## begin EXCERPT TO READ

Tuesday, December 25: High-Heeled Gumshoe
EMILY DICKINSON and CHRISTMAS
by Melodie Johnson Howe
On this Christmas Day I would like to share a spiritual moment I experienced recently, even though I am not a spiritual person. Funny how many non-spiritual people have spiritual moments, isn’t it?
My friend, Lenore, and I recently drove to Amherst, Massachusetts to visit Emily Dickinson’s house. The great poet lived in an unpretentious brick home that was painted a deep yellow and decorated with green shutters. Trudging through drifts of snow we made our way to the entrance. The door was locked. We began to knock but no one answered. Then I read a sign that said: We are closed after Dec. 6th. I tapped Lenore on the shoulder who was now banging on the door with her fists.
“They’re closed after Dec. 6th.”
She turned to face me. “Well, what’s the date today?”
“I don’t know, but it’s not Dec. 6th.” I was on vacation. Dates, days and time had left my head. “We can’t get in.” I blinked snowflakes from my eyes.
Lenore’s dark hair was covered in a white cap of snow. She espied a lone car in the driveway. “There’s someone in this house. We’ll get in.”
To tell Lenore she can’t do something or have something is like igniting a brush fire. This is woman who bought and sold with the sharks on Wall Street. She has more mink coats than minks do. Now she is retired and one mink coat has been made into a throw for her sofa. And she does what she calls “the Lord’s laundry.” She washes and irons the Corporal, the Purificator, and other altar linens for her local Catholic church. Which she has also redecorated. But her fierceness and doggedness have never taken a day off.
“You must see where Emily wrote, Melodie. You have to see her desk.” She gave the door a few more loud bangs and then shook the door knob. Silence. We tromped around to another entrance and started banging on this new found door. I began to imagine the reclusive Emily Dickinson hiding in her bedroom. Trembling against our loud rapping.
“Lenore, I think we should go.” All ready Emily was slowly coming alive to me. I didn’t want to frighten her.

## end EXCERPT TO READ

> **OBJECTIVE**:
Copy the passage from the post about visiting Emily Dickinson's house, starting at "She turned to" up to and including "from my eyes.".

## begin DATA LINES

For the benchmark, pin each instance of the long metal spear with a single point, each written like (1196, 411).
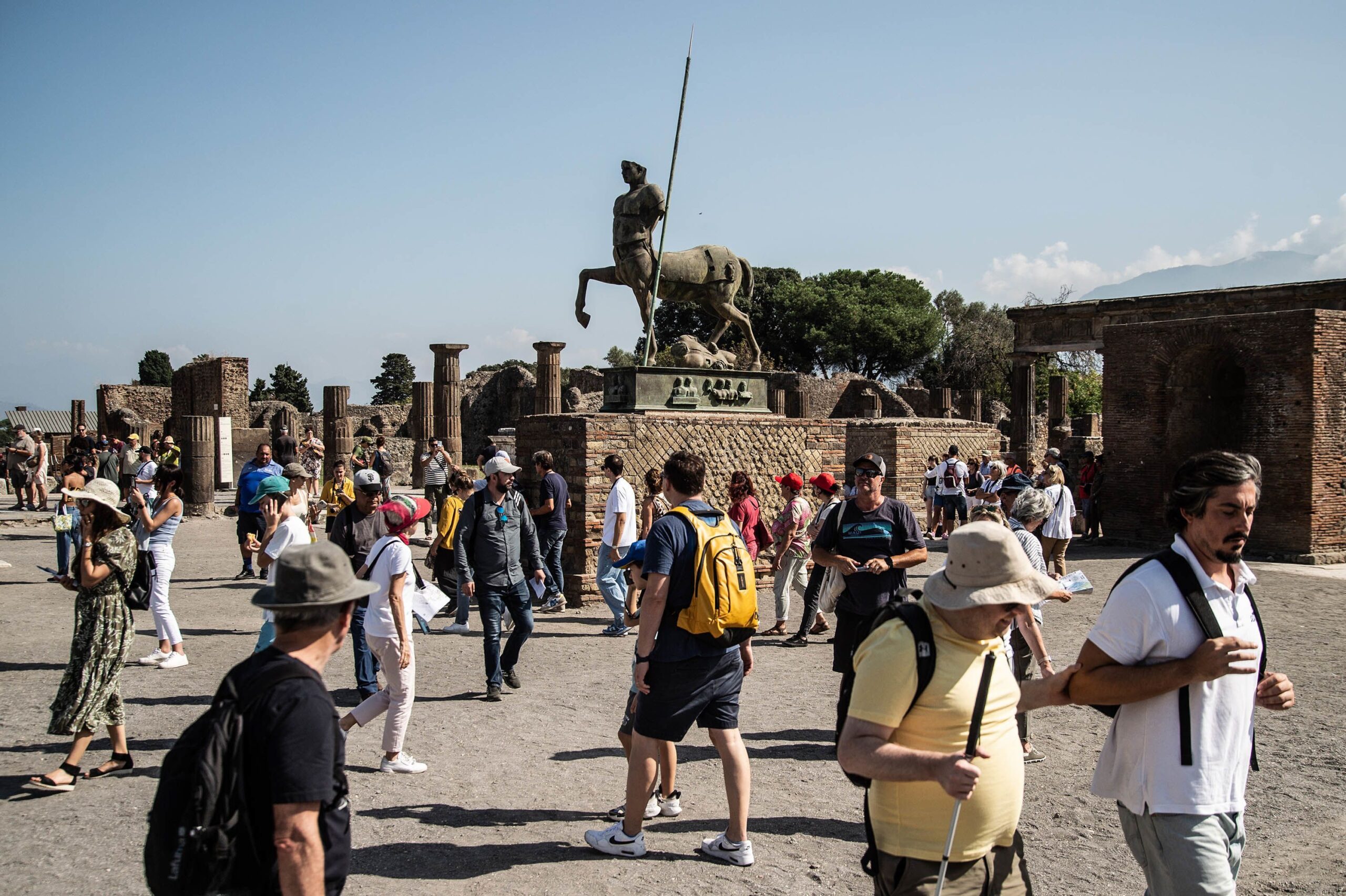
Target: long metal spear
(970, 754)
(668, 201)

## end DATA LINES

> **EXERCISE RESPONSE**:
She turned to face me. “Well, what’s the date today?”
“I don’t know, but it’s not Dec. 6th.” I was on vacation. Dates, days and time had left my head. “We can’t get in.” I blinked snowflakes from my eyes.